YOUR TASK:
Copy the material below word for word, leaving out any pictures.

INFORMATION GIVEN:
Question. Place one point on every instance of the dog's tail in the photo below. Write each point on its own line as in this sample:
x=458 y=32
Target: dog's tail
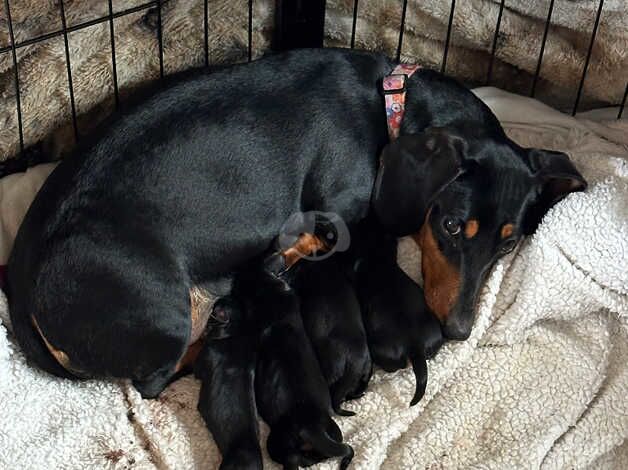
x=29 y=337
x=323 y=443
x=419 y=366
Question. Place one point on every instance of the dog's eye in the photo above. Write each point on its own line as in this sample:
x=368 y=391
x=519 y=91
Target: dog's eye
x=508 y=246
x=452 y=226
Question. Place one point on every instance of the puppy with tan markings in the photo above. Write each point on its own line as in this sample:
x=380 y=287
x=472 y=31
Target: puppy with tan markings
x=291 y=393
x=401 y=331
x=226 y=366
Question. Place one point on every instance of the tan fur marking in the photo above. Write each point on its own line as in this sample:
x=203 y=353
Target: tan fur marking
x=471 y=228
x=61 y=357
x=305 y=246
x=441 y=280
x=201 y=303
x=507 y=230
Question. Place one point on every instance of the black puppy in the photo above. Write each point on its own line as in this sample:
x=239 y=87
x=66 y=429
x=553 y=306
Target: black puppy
x=333 y=322
x=226 y=367
x=179 y=190
x=291 y=393
x=398 y=332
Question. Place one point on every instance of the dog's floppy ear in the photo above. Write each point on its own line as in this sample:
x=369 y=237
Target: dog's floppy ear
x=414 y=169
x=556 y=177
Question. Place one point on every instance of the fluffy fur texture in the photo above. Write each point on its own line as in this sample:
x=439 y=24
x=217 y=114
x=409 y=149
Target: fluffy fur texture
x=43 y=77
x=518 y=46
x=542 y=381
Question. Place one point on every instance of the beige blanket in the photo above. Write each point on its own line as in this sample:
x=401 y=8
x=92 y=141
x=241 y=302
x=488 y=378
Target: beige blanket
x=541 y=382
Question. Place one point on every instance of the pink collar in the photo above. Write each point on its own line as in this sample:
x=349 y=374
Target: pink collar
x=394 y=86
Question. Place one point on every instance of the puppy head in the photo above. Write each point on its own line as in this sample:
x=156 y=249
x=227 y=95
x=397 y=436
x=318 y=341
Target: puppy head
x=305 y=439
x=467 y=198
x=227 y=318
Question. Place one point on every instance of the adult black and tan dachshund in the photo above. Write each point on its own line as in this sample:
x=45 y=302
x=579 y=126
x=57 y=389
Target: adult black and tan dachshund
x=178 y=190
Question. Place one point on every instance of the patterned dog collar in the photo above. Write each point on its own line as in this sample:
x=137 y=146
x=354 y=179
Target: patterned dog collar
x=394 y=86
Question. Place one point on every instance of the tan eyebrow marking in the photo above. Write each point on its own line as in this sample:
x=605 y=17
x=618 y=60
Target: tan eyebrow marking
x=507 y=230
x=471 y=228
x=441 y=279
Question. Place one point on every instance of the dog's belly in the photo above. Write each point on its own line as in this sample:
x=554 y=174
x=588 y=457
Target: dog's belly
x=201 y=305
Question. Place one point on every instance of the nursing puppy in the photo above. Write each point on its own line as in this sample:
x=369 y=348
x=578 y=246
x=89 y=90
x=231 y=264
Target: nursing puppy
x=226 y=368
x=406 y=331
x=333 y=322
x=290 y=390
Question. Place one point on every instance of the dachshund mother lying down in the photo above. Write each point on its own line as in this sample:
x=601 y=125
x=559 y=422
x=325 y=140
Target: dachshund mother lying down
x=179 y=190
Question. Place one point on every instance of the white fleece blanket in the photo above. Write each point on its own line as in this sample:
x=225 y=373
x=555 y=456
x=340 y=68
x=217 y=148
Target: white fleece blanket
x=542 y=382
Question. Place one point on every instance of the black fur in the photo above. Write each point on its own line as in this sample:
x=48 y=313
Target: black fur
x=290 y=390
x=333 y=322
x=399 y=325
x=197 y=178
x=226 y=368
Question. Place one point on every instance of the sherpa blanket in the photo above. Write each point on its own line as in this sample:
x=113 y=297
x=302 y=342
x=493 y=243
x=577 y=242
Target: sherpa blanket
x=44 y=82
x=541 y=382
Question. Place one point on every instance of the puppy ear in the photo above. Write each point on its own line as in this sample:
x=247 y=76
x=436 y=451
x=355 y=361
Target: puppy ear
x=413 y=170
x=556 y=177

ANSWER TO THIS EXERCISE:
Question. Place one point on every instance of the dog's tail in the photo below. Write each point on its own line as in this sample:
x=458 y=32
Target: dog's tail
x=29 y=337
x=323 y=443
x=419 y=366
Question. Place one point on every instance of the dog's eye in the photo above. Write each point on its own line as in this sample:
x=368 y=391
x=519 y=91
Target: dog's eye
x=508 y=246
x=452 y=226
Question. Place one point on every instance of the puppy with tan markings in the photo above. Write each point on its own line as in this sample:
x=380 y=287
x=472 y=31
Target: puppy with tan markings
x=291 y=393
x=401 y=331
x=226 y=366
Question. Place one point on every instance of the tan fur marking in the photo above. Write each point on its own line as in this sample:
x=203 y=353
Target: tan fur marking
x=471 y=228
x=61 y=357
x=305 y=246
x=441 y=280
x=201 y=303
x=507 y=230
Question. Place one point on every instance of the black puppy in the photo above. Write each point on its own line as in this sample:
x=239 y=87
x=66 y=429
x=553 y=306
Target: black puppy
x=333 y=322
x=226 y=367
x=179 y=190
x=291 y=393
x=398 y=332
Question. Place one point on every instance of the dog's floppy ear in the photo above. Write each point on its own line as in this sample:
x=369 y=237
Target: dog's floppy ear
x=414 y=169
x=556 y=177
Question. Place one point on every instance of the fluffy fur texture in the photo above. Write each point on its own line as in this sample:
x=439 y=24
x=217 y=114
x=409 y=149
Target: fluffy fur texture
x=43 y=77
x=518 y=46
x=542 y=381
Question. Place one point on every instance of the beige blanket in the photo above. Write each point on its own line as in this sample:
x=401 y=8
x=92 y=141
x=241 y=302
x=488 y=378
Target: beige blanket
x=541 y=382
Question. Place one point on every instance of the pink collar in the photo above. Write each point on its own line as in this sample:
x=349 y=374
Target: pink collar
x=394 y=86
Question. Place one point on every instance of the puppy head in the photo above. Write each point on its own line as in this sample:
x=156 y=249
x=227 y=95
x=397 y=436
x=318 y=341
Target: puppy head
x=305 y=439
x=467 y=198
x=227 y=318
Question. Place one point on every instance of the adult black and tan dachshund in the photo above. Write each point on its own line as in this sample:
x=45 y=302
x=579 y=126
x=57 y=389
Target: adult black and tan dachshund
x=178 y=190
Question. Place one point on every instance of the patterned dog collar in the photo above. Write each point on its own line as in this sample:
x=137 y=146
x=354 y=179
Target: patterned dog collar
x=394 y=86
Question. Place one point on every instance of the tan eyebrow marking in the photo above. Write each point on its own line as in this sample:
x=605 y=17
x=618 y=60
Target: tan eyebrow marking
x=507 y=230
x=471 y=228
x=441 y=279
Question. Place one point on every instance of the dog's belly in the photo above. Write each point on its own line as in this sample:
x=554 y=174
x=588 y=457
Target: dog's belly
x=201 y=305
Question. Place one point on every instance of the nursing puppy in the photo above. Write each point on its own line as in this sample:
x=369 y=348
x=578 y=246
x=89 y=90
x=231 y=264
Target: nursing puppy
x=226 y=368
x=406 y=331
x=333 y=322
x=290 y=390
Question. Place one point on every instance of the dachshund mother lying down in the photo above. Write each point on its own line as in this sample:
x=601 y=125
x=559 y=422
x=325 y=140
Target: dachshund mother lying down
x=179 y=190
Question. Place one point on every instance of the white fleece blanket in the photo above. Write each point on its own line as in this sample:
x=225 y=373
x=555 y=456
x=340 y=68
x=217 y=148
Target: white fleece blanket
x=542 y=382
Question. Place one point on every instance of the black fur in the photo above. Write each point on its own line as in this sample:
x=48 y=313
Target: black fur
x=290 y=390
x=333 y=322
x=399 y=325
x=197 y=178
x=226 y=368
Question. Place one point on every instance of the sherpa blanket in the photo above. Write each point on its own line as in this sample:
x=113 y=297
x=302 y=342
x=493 y=243
x=577 y=242
Target: sherpa blanket
x=44 y=82
x=541 y=382
Question. Place one point on every instance of the puppy ear in the photo above. Write each point on its own line as in this sample:
x=247 y=76
x=436 y=451
x=355 y=361
Target: puppy ear
x=413 y=170
x=556 y=177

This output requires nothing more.